» Selected excerpt
____________________
I'm on MacOS so I'm using Preview to view the PDF, and I have the same problem that it doesn't refresh anymore after the first change. Then I close the preview and re-open it, and then the refresh works again but only once.

In the GIF, it is hard/impossible to see but I can confirm that even when the PDF is generated/shown empty Sumatra does trigger a refresh (there is a quick flickering probably removed by the GIF converter because too quick...).

For me the file is "really" not generated/written correctly. If I reopen, it is still empty.

When I run md-to-pdf as a separate process after each change, I still have the same issue that Preview only refreshes after the first change, even though the file is updated correctly.

For me, after each change the viewer is refreshing correctly the file when doing it manually.

demo_bug_watch_md_to_pdf_manual_process_check

Not sure what PDF viewer there is for Windows that supports this as well but I'm sure you'll find one (:

I am using SumatraPDF which support hot reload. At least, it was the first result when I did a google search on a PDF reader that doesn't block the *.pdf file when reading it.
____________________
» Listed records
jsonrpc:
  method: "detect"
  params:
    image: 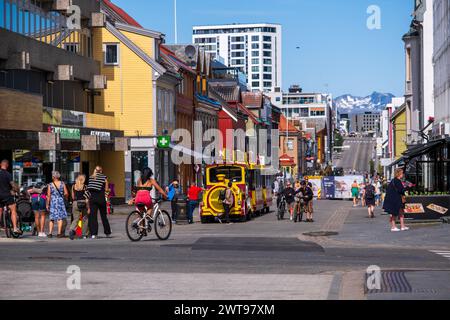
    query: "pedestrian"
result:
[188,182,203,224]
[363,182,376,219]
[69,174,91,240]
[29,183,48,238]
[47,171,69,238]
[383,168,409,232]
[301,181,314,222]
[375,178,382,207]
[223,181,234,224]
[166,179,182,223]
[283,181,295,221]
[352,180,359,207]
[87,166,111,239]
[0,160,23,235]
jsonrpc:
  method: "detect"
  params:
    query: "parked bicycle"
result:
[126,199,172,242]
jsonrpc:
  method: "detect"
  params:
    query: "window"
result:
[231,44,245,50]
[231,59,245,65]
[105,43,119,66]
[64,43,78,53]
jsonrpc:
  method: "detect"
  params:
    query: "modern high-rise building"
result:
[192,23,282,92]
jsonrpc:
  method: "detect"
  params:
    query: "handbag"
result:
[53,182,70,209]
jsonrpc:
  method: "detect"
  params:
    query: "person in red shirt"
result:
[187,182,203,224]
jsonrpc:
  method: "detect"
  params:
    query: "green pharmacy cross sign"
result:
[158,136,170,149]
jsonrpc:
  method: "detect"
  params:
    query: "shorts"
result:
[0,196,16,207]
[31,198,47,211]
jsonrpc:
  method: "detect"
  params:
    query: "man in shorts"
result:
[0,160,22,234]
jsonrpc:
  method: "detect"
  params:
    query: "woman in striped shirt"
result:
[87,166,111,239]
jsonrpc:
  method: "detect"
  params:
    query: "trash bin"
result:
[175,194,188,224]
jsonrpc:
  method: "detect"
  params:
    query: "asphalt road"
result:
[335,137,376,174]
[0,201,450,300]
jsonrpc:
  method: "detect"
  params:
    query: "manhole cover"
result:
[28,257,72,260]
[364,271,412,294]
[303,231,339,237]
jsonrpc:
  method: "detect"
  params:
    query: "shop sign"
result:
[49,127,81,140]
[90,131,111,142]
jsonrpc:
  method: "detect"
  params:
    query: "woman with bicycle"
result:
[47,171,69,238]
[132,168,167,217]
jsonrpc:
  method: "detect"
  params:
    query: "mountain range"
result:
[334,92,395,114]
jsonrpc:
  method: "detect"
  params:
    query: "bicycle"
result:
[126,199,172,242]
[277,196,286,220]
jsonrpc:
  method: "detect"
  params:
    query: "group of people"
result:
[0,160,111,240]
[275,178,314,222]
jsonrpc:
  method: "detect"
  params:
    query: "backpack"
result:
[366,185,375,199]
[219,189,227,202]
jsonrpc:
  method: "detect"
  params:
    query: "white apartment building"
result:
[192,23,282,92]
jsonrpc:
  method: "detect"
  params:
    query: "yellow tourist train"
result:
[200,164,273,223]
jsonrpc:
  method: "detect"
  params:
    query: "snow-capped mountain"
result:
[334,92,394,113]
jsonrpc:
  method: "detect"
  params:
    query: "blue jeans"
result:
[187,201,198,221]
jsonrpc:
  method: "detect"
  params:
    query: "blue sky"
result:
[113,0,413,96]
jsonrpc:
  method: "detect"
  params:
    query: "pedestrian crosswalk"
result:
[431,250,450,260]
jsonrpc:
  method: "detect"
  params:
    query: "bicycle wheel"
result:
[155,210,172,240]
[125,211,144,242]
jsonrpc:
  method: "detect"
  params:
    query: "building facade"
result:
[192,23,282,92]
[0,0,128,200]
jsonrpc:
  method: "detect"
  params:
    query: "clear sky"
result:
[113,0,414,96]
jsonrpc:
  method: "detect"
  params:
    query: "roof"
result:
[241,92,263,108]
[102,0,142,28]
[279,114,300,133]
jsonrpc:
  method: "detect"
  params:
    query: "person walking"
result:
[383,168,409,232]
[363,182,375,219]
[87,166,111,239]
[301,181,314,222]
[187,182,203,224]
[223,182,234,224]
[166,179,182,223]
[28,183,48,238]
[352,180,359,207]
[69,174,91,240]
[283,181,295,221]
[47,171,69,238]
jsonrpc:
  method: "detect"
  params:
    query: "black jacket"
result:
[383,178,406,215]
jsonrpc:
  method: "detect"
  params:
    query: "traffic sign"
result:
[158,136,170,149]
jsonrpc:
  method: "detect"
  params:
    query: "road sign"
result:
[158,136,170,149]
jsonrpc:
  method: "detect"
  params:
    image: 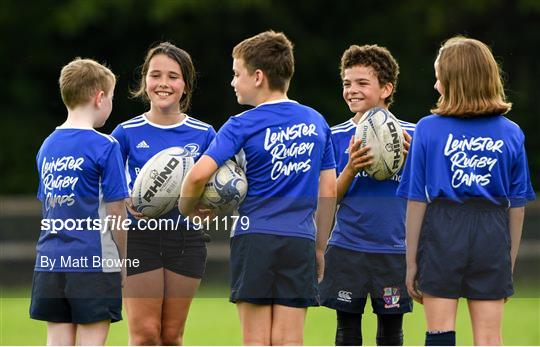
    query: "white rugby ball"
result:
[201,160,247,214]
[354,107,404,181]
[131,147,194,218]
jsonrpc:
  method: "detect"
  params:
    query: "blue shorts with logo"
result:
[230,233,318,307]
[417,199,514,300]
[320,245,412,314]
[30,271,122,324]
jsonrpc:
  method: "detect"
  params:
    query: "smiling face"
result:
[145,54,185,114]
[343,65,393,115]
[231,58,257,106]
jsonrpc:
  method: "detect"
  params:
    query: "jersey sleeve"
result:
[111,124,129,163]
[203,127,216,150]
[204,117,245,166]
[321,125,336,170]
[36,148,45,201]
[98,141,129,202]
[396,126,427,202]
[509,136,536,207]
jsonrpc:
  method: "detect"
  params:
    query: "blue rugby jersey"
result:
[398,115,535,207]
[205,100,335,240]
[112,114,216,220]
[328,119,415,253]
[34,127,128,272]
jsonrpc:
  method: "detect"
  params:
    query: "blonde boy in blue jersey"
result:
____________________
» What is being asked
In the discussion about PDF refreshing, which PDF viewer is used on macOS? Answer from the text only, not the entries.

» Solution
Preview.